[Data excerpts]
== == ==

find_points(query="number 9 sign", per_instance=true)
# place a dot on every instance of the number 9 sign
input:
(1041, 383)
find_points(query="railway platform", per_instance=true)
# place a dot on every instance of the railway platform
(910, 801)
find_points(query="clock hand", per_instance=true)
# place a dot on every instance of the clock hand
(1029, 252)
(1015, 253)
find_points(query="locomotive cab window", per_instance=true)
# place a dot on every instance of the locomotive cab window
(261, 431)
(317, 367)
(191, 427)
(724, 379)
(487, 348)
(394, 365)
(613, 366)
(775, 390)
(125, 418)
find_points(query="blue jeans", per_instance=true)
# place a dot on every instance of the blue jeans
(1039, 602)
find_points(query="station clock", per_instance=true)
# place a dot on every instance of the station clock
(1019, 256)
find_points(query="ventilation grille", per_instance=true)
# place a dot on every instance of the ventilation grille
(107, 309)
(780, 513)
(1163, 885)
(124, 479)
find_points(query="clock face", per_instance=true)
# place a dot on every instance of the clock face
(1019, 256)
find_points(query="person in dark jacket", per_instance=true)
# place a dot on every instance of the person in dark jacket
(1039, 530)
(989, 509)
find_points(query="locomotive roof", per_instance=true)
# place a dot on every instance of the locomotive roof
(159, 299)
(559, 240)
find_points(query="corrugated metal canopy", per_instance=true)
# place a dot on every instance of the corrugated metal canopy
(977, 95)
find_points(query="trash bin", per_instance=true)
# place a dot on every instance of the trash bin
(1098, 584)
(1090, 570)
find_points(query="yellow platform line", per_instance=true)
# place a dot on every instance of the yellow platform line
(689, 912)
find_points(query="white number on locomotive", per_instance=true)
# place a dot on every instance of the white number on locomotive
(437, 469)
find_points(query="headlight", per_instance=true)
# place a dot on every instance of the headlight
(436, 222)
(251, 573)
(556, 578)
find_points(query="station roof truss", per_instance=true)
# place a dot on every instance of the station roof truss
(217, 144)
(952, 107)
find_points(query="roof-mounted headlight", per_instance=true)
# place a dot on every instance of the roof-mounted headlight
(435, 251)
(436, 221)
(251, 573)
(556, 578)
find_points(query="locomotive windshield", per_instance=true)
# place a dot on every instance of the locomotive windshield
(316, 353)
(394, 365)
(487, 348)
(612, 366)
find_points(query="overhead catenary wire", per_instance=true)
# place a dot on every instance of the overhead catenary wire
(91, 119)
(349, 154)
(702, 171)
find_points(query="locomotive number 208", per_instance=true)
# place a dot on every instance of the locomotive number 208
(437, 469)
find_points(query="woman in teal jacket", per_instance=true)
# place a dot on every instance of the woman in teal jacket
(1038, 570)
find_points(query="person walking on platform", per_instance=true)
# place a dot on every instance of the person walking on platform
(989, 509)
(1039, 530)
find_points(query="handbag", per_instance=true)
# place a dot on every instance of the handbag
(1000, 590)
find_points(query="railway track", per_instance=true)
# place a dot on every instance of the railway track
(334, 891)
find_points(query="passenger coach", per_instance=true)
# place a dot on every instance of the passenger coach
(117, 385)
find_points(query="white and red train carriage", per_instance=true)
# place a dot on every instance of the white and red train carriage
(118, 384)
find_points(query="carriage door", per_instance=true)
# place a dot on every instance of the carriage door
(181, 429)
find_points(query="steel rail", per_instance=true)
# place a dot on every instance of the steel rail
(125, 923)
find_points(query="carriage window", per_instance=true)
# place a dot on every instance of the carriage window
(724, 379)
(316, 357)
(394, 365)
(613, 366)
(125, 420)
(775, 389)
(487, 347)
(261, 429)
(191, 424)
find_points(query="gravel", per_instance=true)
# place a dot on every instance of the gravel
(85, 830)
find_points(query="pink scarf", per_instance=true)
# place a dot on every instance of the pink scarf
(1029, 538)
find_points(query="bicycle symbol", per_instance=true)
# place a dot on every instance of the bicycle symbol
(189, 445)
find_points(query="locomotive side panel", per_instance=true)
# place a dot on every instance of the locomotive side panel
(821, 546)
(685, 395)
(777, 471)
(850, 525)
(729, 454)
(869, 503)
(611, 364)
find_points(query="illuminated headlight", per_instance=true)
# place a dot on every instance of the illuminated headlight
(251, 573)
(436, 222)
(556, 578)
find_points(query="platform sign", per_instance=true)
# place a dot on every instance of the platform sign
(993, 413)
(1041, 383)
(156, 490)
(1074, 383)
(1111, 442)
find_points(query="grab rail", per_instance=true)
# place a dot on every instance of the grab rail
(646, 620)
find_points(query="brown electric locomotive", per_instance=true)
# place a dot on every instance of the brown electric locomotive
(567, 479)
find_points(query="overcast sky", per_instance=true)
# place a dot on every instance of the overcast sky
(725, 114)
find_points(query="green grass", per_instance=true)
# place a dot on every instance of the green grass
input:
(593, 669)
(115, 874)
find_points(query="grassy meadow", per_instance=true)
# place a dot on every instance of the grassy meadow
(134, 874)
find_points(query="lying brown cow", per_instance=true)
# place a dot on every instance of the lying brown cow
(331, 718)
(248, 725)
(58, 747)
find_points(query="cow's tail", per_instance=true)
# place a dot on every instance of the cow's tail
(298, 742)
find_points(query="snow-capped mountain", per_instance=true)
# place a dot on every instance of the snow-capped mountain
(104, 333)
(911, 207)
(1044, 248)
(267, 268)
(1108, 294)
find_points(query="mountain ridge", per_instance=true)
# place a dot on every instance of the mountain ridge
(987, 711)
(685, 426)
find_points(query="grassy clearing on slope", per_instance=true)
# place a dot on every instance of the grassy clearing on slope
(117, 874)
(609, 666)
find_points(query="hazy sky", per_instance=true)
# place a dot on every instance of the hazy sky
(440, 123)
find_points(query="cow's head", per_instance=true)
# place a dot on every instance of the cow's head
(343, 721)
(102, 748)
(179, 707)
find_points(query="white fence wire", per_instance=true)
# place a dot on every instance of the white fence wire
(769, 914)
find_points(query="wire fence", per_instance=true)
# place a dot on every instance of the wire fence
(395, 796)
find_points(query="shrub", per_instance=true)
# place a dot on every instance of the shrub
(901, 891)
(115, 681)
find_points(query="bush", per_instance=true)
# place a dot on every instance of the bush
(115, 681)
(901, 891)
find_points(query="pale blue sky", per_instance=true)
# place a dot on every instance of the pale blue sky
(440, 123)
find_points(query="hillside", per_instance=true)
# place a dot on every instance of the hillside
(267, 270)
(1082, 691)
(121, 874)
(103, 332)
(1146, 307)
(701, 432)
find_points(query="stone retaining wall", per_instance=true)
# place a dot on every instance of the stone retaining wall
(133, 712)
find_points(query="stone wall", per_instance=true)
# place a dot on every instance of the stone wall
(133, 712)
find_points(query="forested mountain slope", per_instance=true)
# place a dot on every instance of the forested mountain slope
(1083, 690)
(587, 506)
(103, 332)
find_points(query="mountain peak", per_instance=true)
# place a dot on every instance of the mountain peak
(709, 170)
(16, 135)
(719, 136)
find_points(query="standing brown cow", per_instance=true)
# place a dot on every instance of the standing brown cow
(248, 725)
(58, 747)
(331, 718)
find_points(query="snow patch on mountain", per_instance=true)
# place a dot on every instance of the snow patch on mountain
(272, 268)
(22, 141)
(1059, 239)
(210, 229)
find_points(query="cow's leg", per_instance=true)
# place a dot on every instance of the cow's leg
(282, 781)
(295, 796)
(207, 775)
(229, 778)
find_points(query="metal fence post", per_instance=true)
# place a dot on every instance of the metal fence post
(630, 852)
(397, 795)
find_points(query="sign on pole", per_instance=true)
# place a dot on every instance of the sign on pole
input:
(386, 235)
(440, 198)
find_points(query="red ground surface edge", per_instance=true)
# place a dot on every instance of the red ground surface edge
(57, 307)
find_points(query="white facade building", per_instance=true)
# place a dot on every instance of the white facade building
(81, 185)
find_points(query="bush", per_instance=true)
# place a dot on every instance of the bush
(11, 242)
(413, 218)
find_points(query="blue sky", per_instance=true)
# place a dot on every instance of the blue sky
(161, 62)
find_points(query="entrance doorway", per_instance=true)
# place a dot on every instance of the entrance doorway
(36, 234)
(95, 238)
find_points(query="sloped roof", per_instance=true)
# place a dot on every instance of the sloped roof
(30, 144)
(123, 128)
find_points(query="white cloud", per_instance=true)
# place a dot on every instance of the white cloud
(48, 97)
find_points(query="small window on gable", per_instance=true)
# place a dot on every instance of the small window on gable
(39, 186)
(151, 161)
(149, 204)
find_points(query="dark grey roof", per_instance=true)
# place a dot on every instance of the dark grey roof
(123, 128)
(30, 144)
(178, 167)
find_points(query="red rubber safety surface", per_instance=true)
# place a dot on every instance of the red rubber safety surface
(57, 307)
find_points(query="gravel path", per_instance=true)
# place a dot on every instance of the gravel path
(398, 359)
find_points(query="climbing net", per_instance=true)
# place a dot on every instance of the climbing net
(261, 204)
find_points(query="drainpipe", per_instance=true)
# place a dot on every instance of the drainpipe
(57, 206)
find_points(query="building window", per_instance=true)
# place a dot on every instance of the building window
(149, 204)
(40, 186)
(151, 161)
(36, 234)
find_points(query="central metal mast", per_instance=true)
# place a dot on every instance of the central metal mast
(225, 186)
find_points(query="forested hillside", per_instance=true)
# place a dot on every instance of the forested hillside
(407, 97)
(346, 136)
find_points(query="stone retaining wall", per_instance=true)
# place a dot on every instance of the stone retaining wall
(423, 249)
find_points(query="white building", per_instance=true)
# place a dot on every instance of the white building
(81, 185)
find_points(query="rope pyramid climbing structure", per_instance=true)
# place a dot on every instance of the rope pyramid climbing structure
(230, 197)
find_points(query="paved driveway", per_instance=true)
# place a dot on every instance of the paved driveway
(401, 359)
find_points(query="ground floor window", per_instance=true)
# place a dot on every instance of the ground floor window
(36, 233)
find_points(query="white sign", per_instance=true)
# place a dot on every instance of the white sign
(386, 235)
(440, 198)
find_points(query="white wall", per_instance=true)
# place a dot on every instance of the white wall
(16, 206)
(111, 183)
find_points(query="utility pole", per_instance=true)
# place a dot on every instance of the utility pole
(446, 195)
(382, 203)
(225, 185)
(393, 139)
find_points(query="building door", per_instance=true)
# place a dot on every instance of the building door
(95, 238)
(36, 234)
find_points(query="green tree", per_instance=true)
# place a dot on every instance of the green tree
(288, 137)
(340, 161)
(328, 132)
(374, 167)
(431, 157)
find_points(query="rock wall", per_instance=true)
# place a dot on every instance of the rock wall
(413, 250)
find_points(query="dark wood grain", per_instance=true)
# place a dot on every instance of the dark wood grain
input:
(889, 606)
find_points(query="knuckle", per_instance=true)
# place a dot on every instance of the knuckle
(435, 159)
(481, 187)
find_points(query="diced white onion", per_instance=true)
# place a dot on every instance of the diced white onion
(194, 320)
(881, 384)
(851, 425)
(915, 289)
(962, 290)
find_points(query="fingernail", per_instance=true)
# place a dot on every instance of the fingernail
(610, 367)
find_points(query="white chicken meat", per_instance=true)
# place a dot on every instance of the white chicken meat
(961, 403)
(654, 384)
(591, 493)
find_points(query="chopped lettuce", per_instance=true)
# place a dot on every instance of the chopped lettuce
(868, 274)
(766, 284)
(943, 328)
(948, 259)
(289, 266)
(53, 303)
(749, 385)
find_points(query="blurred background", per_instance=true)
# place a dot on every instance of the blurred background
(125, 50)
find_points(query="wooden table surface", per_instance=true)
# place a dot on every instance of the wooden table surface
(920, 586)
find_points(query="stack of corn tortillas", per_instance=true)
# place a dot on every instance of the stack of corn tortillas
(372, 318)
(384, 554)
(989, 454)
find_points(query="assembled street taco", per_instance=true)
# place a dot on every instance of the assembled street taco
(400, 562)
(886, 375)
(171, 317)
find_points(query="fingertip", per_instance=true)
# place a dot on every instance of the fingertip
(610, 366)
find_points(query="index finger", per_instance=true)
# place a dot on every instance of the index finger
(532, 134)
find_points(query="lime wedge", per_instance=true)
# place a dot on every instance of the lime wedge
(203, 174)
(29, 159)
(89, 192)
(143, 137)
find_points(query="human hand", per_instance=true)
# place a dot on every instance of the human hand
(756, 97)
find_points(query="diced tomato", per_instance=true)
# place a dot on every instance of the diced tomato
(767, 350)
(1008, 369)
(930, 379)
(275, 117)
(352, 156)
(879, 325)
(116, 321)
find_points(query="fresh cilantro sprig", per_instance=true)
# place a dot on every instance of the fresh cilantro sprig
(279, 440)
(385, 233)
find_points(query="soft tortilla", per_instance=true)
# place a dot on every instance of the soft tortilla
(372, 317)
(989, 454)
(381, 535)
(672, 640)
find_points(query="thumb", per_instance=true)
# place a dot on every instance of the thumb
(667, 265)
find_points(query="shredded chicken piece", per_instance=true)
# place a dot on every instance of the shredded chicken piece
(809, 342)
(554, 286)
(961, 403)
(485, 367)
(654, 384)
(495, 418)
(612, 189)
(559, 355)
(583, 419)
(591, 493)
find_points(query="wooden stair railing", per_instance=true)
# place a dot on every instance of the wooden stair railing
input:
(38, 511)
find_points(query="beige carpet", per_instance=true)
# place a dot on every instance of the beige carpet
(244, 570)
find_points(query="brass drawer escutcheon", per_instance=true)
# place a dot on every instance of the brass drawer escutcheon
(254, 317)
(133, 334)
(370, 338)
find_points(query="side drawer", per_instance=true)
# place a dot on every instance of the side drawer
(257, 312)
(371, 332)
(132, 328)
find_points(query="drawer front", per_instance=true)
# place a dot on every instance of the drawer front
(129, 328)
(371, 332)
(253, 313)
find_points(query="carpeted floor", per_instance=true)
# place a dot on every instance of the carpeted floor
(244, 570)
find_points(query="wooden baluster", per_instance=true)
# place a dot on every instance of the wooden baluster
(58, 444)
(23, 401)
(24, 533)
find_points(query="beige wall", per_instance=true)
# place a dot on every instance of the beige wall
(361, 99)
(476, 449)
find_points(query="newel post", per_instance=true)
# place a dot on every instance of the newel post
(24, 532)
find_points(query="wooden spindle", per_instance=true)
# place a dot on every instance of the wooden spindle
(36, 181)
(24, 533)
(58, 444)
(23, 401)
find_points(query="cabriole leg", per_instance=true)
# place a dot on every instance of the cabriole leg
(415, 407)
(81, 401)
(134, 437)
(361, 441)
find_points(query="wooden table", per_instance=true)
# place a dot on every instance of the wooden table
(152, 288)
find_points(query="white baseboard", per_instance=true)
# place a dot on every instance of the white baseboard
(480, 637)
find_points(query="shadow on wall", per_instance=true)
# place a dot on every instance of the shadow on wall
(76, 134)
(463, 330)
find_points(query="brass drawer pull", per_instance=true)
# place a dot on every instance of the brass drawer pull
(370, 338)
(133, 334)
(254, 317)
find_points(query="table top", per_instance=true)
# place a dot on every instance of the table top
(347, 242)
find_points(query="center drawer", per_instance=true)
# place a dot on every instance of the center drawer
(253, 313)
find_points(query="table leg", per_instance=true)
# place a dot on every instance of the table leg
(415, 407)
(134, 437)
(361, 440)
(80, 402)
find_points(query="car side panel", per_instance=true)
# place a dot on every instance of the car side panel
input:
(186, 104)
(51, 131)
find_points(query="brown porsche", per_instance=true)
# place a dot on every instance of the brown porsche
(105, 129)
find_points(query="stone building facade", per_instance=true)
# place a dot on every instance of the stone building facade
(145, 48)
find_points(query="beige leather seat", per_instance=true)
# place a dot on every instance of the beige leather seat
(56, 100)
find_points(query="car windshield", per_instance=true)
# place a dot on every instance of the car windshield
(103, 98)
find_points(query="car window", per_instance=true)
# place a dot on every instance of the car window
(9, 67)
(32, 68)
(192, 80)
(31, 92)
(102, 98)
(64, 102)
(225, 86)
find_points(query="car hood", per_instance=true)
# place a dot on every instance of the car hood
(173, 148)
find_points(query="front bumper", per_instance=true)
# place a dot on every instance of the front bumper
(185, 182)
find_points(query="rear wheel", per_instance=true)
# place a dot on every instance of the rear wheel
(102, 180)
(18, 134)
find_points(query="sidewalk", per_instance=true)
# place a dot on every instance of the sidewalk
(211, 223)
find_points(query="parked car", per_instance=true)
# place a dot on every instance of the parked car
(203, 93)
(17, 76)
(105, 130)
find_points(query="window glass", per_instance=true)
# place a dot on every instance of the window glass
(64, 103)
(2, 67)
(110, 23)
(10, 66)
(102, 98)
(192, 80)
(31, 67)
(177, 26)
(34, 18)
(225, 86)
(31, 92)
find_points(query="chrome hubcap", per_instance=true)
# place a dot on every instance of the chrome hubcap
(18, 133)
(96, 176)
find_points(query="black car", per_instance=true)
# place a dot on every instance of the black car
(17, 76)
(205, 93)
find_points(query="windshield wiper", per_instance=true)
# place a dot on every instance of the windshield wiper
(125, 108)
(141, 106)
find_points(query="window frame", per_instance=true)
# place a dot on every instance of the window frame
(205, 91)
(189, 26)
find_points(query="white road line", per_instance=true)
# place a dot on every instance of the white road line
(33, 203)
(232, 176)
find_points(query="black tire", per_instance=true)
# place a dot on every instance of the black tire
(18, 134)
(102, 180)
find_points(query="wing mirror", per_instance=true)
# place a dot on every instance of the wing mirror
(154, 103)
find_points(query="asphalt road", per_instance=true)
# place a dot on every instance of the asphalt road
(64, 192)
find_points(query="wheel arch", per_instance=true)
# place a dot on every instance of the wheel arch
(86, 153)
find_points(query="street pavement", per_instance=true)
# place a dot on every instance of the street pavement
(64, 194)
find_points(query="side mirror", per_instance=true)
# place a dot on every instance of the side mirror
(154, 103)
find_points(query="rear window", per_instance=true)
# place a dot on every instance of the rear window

== == ==

» **PROMPT**:
Out of the preceding entries, pull every line containing the string "grain".

» **TASK ANSWER**:
find_points(query="dark wood grain", per_instance=true)
# place a dot on every instance of the dark wood grain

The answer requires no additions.